--- Directions for this task ---
Copy out all of the material below, requests included, and shift every coordinate in the answer points up by 10. Leave the pictures out.

--- Extracted records ---

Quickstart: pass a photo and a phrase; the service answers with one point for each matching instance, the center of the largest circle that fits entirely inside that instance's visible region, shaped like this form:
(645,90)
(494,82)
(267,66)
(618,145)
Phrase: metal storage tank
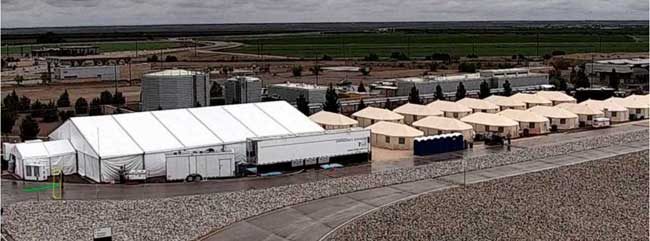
(243,89)
(174,88)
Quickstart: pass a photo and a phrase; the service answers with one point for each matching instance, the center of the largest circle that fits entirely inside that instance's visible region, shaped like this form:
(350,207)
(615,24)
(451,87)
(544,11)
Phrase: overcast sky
(38,13)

--- Solved exercise ---
Quickstart: pass a photo and a phrase; the service answers with one point for each matching instance, the center of the largest circle that fits entirely inside that instance's visible region, shaped like this form:
(645,90)
(494,82)
(267,66)
(618,145)
Phrase: metal storage tank
(253,99)
(184,98)
Quickstart: pass a photo and a phrase; the service answers with one point for each matching instance, the center of the largest circle that fits entirely inside that instance's visible region, shaped like this form:
(350,207)
(615,24)
(451,87)
(544,11)
Phrase: overcast sky
(48,23)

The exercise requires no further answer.